**REQUIREMENT 1**
Answer these questions using the passage on Canadian public sector wages.
(a) Which three premiers does the passage name, and which province did each lead?
(b) According to the 2015 Canadian Federation of Independent Business study, how large was the pay gap between provincial employees and their private sector counterparts once benefits and pensions were included?
(c) How many days did the strike at the seven Saskatchewan Crown corporations last before negotiators reached a tentative deal?
**REQUIREMENT 2**
Continue the passage on Canadian public sector wages, picking up after its final sentence.

**TEXT PASSAGE**

The 1990s were a great time in Canadian political history. They marked a course correction after many years of higher taxes, increased spending, and never-ending deficits. Premiers Ralph Klein in Alberta, Roy Romanow in Saskatchewan, and Mike Harris in Ontario changed all of that, and Ottawa followed. In recent months, those provinces have stemmed the growth of public wages. Taxpayers elsewhere can only hope that they are establishing a new trend.
Public sector workers have it better than their private sector counterparts when it comes to job security, wages, benefits, and pensions. This is especially true for federal employees, but provincial ones aren’t far behind. A 2015 study by the Canadian Federation of Independent Business showed that provincial employees earned 5.5 percent more than private sector counterparts doing the same job. This gap rose to 21.2 percent if benefits and pensions were included. The disparity has only grown in the years since—until recently.
Last spring, the Ontario government announced its intentions to limit public sector wage increases to one percent annually; and for good reason. If any province needed to curb its spending, it’s Ontario. Its debt is projected to reach $325.9 billion at the end of the fiscal year, with a debt-to-GDP ratio at 40 percent. The province pays its civil servants $72 billion, which is nearly half of the $149 billion spent on programs.
Ontario reigns as the most indebted state or province in the entire world and it is impossible to rectify this without restraining public wages. Other provinces have reached the same conclusion.
In Saskatchewan, workers at seven provincial Crown corporations went on strike. After 17 days, negotiators reached a tentative deal. Wages would be frozen for two years, then rise one percent in the third year, and two percent in each of the fourth and fifth years. This was precisely what the province had offered Unifor, prior to the strike, making the provincial government (and taxpayers) the clear winners.
Saskatchewan is still on track for its first balanced budget since 2014-15. Alberta is not so lucky. The MacKinnon Report, released in September, noted the province was on track for $102 billion of debt by 2023 unless changes were made.

**DATASET**

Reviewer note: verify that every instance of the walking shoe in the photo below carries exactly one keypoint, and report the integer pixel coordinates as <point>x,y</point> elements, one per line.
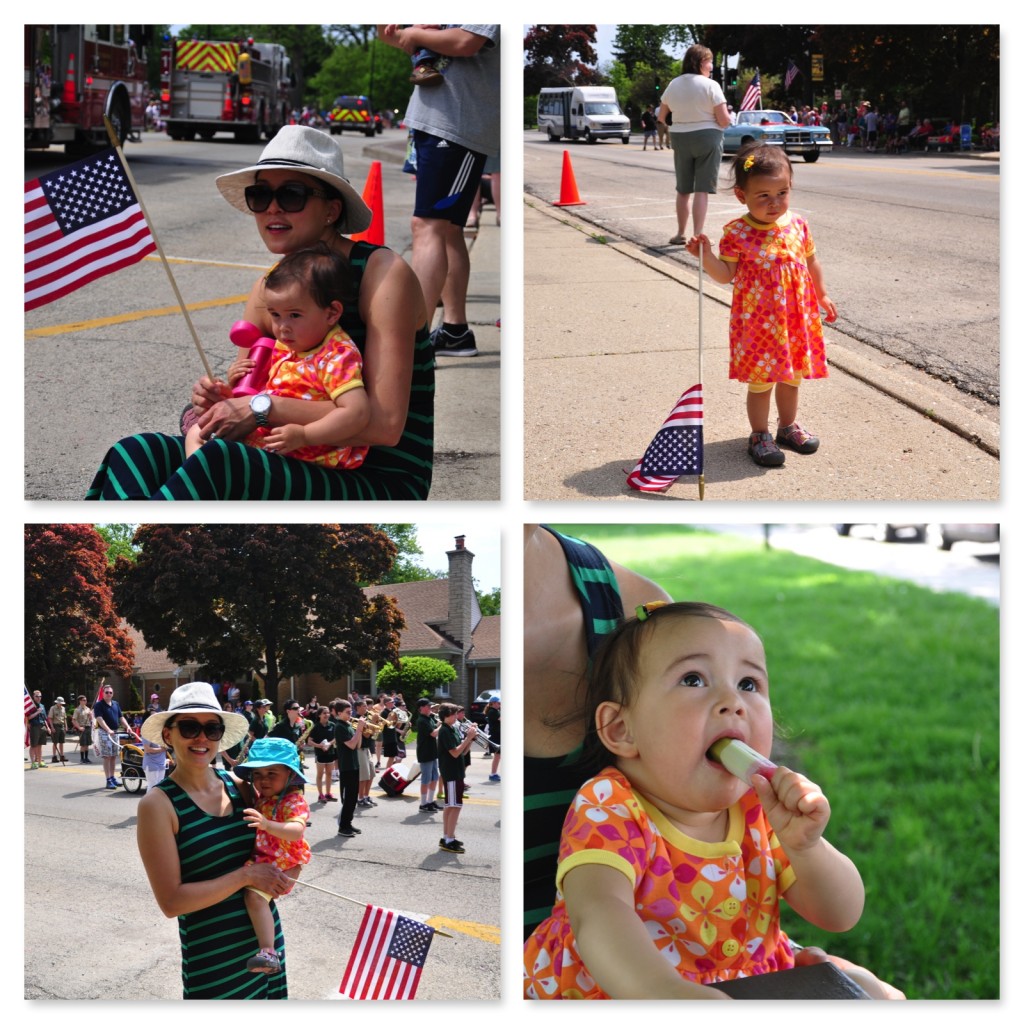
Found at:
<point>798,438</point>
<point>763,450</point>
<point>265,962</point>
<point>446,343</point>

...

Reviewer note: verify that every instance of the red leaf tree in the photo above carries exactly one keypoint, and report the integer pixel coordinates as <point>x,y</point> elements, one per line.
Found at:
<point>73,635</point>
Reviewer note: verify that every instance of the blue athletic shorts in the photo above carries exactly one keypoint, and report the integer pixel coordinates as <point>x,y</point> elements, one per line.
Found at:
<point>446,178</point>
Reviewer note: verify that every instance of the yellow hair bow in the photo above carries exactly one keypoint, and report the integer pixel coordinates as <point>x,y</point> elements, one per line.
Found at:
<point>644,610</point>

...

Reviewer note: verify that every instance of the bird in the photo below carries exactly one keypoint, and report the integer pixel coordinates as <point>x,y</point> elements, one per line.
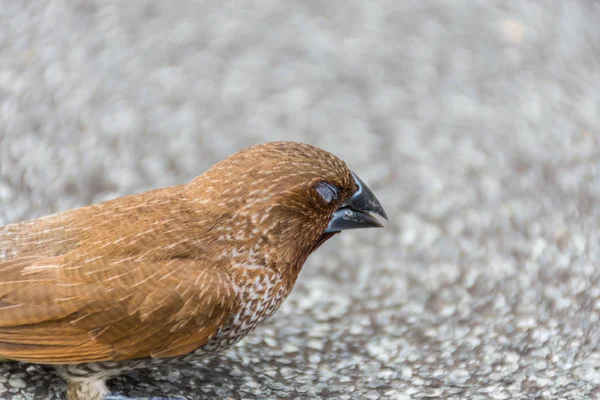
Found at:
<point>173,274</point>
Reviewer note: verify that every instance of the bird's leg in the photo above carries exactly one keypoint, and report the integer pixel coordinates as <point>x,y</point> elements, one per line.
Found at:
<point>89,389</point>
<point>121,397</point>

**TASK ANSWER 1**
(a) Ralph Klein in Alberta, Roy Romanow in Saskatchewan, and Mike Harris in Ontario.
(b) 21.2 percent.
(c) 17 days.

**TASK ANSWER 2**
Fortunately, for Albertans, the necessary changes have already begun. The province wants wage rollbacks of 2 to 5 percent for its 180,000 public sector workers. Binding arbitration with unions is already underway. Alberta’s Premier has the moral authority to ask for these reductions, having cut his own salary by 10 percent, and that of other MLAs by 5 percent. The civil service will also shrink by nearly 1,600 jobs over the next four years, mostly due to attrition. During that span, Alberta will accumulate $22 billion in more public debt nevertheless.
Sometime in the 2020s the deficits are expected to end. Alberta expects a $600 million surplus in 2023. Ontario expects to follow one year later.
Farther horizons still look ominous. As the boomer generation retires, health care expenses and pension payouts will dramatically increase, leaving those left in their working years bearing a heavier burden than before. The 2012 Provincial Solvency study by the MacDonald-Laurier Institute found that Ontario had a 42 percent chance of defaulting on its debt obligations by 2031 and a 79 percent likelihood of defaulting by 2041. The authors named Quebec and Saskatchewan as the only provinces more likely than not to avoid the same fate.
As it was in the 1990s, the example shown by Alberta, Saskatchewan, and Ontario could set trends for the rest of the country. Wage restraint is a tough pill to swallow for public sector unions. Even so, it is necessary medicine to ensure the fiscal health of all Canadians—civil servants included.